+++ DATA ENTRIES
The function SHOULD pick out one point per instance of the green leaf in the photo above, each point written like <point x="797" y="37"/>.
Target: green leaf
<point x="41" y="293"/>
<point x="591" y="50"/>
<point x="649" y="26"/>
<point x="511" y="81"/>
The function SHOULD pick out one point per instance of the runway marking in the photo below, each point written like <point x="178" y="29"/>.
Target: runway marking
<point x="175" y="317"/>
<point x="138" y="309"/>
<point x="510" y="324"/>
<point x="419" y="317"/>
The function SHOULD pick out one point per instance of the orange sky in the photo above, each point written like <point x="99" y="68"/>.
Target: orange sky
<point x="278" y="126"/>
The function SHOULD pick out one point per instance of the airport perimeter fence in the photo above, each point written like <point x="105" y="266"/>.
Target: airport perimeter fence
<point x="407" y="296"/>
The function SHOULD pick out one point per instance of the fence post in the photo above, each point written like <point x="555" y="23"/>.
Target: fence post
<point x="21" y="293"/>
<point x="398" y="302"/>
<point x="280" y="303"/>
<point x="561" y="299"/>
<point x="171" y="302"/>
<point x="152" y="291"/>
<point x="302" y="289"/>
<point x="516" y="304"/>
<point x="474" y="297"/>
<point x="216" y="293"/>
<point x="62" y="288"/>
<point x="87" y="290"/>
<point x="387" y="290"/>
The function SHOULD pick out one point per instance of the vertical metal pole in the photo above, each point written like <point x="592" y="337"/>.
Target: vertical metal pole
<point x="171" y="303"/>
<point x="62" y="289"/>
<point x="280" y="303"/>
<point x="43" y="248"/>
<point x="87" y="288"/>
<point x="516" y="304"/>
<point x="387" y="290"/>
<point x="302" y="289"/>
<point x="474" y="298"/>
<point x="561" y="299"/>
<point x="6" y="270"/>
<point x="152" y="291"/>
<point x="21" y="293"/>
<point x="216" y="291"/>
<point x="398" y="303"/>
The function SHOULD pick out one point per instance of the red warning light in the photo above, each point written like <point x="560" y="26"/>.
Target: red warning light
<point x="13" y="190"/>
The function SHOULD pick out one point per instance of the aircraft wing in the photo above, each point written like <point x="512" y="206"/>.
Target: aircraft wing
++++++
## WHAT TO DO
Copy the lines of the listing character for character, starting at the line that contains "the red warning" and ending at the final line of the listing, with both of those lines included.

## TASK RESPONSE
The function SHOULD pick out one point per instance of the red warning light in the photo above, each point written like <point x="560" y="26"/>.
Target: red warning light
<point x="13" y="190"/>
The function SHOULD pick out one point per instance of the aircraft wing in the photo above, each point written like <point x="512" y="206"/>.
Target: aircraft wing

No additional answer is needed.